Enunciado 1:
Reproduzca textualmente el tramo del hilo sobre el motor paso a paso unipolar que va desde "Pero, también habría" hasta "que deveria levantar!".

# motor paso a paso unipolar



## tetebitan (Nov 6, 2007)

Por favor alguien me puede ayudar?

estoy intentando manejar un motor p-p con un microcontrolador pic 16f628a y un ULN2003. Eh logrado que el motor funcione pero este se comienza a calentar d una forma execiva, ya eh revizado el voltaje, y el amperaje que este tiene, y parece que todo esta bien. pero de igual forma se sigu calentando cuando este se enciende!

algun consejo?


----------



## ciri (Nov 6, 2007)

si la tensión y corriente de entrada, son normales.

por ahí, es la temperatura de trabajo del motor.

Pero, también habría que ver. que tipo de trabajo le estas exigiendo?


----------



## tetebitan (Nov 6, 2007)

por el momento no esta ejerciendo ningun trabajo, pero me parece que el motor esta sobrecalentando, voy a buscar las paginas del fabricante para ver cual es la temperatura que deveria levantar!


----------



## antoniotenorio (Nov 7, 2007)

hola tetebitan, una vez tuve el mismo problema, lo que hice es colocar unos a las entradas del ULN uno por uno espere un par de segundos para ver si calienta el ULN o el motor me di cuenta que en una de la bobians calentaba mas que con las otras ademas que tenia un ruido en el motor, luego probe con otros mootores y esto no pasaba, de esa manera fue que me di cuenta el el motor esta en mal estado, puede que te este sucediendo lo mismo no sera mala que lo pruebes.suerte.


----------



## shakaITM (Nov 7, 2007)

si alguien sabe donde encontrar las especificaciones de este motor por favor envieme el link, o si sabe algunas especificaciones como voltaje, torque, corriente etc por favor aganmelo saber
la serie del motor es:

                           PM60-H418Z21B
                           RH7-1094     AEDR

necesito hacer el control de velocidad y de cambio de giro de este motor a pasos, tambien si saben como hacer este circuito pero que no sea con ningun tipo de PIC, se los agradeceria mucho.


----------



## ciri (Nov 7, 2007)

De que marca son los motores?, busca la paguina de la marca en el google, y en la pagina seguro están en el catalogo,.

mm. por el numero de serie, creo que son Minebea Motor Manufacturing Corporation.

voy a buscar por ahí a ver que encuentro.


----------



## tetebitan (Nov 8, 2007)

Enunciado 2:
Localice en el listado que figura a continuación cada línea que contenga la palabra "tall" y cópiela.

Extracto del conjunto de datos
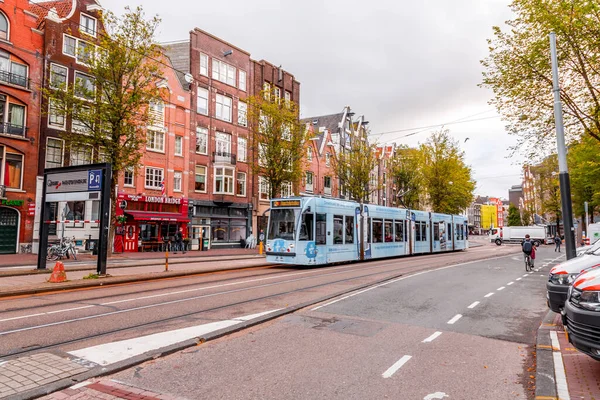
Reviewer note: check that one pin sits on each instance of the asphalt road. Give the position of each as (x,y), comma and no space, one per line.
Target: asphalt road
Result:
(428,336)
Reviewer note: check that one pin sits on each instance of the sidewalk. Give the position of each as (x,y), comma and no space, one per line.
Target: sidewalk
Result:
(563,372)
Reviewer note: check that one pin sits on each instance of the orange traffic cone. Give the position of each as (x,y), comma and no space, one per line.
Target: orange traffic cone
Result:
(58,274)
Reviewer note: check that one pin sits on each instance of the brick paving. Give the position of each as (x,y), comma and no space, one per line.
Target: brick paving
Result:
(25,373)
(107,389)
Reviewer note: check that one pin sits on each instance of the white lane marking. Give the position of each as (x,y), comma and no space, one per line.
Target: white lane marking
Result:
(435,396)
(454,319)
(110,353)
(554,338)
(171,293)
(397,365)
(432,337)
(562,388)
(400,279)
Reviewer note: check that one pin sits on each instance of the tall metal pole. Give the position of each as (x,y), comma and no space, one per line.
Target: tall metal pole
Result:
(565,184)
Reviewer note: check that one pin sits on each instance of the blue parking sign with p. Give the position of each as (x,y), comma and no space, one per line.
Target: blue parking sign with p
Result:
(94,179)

Solución del ejercicio 1:
Pero, también habría que ver. que tipo de trabajo le estas exigiendo?


----------



## tetebitan (Nov 6, 2007)

por el momento no esta ejerciendo ningun trabajo, pero me parece que el motor esta sobrecalentando, voy a buscar las paginas del fabricante para ver cual es la temperatura que deveria levantar!

Solución del ejercicio 2:
Reviewer note: check that one pin sits on each instance of the tall metal pole. Give the position of each as (x,y), comma and no space, one per line.
Target: tall metal pole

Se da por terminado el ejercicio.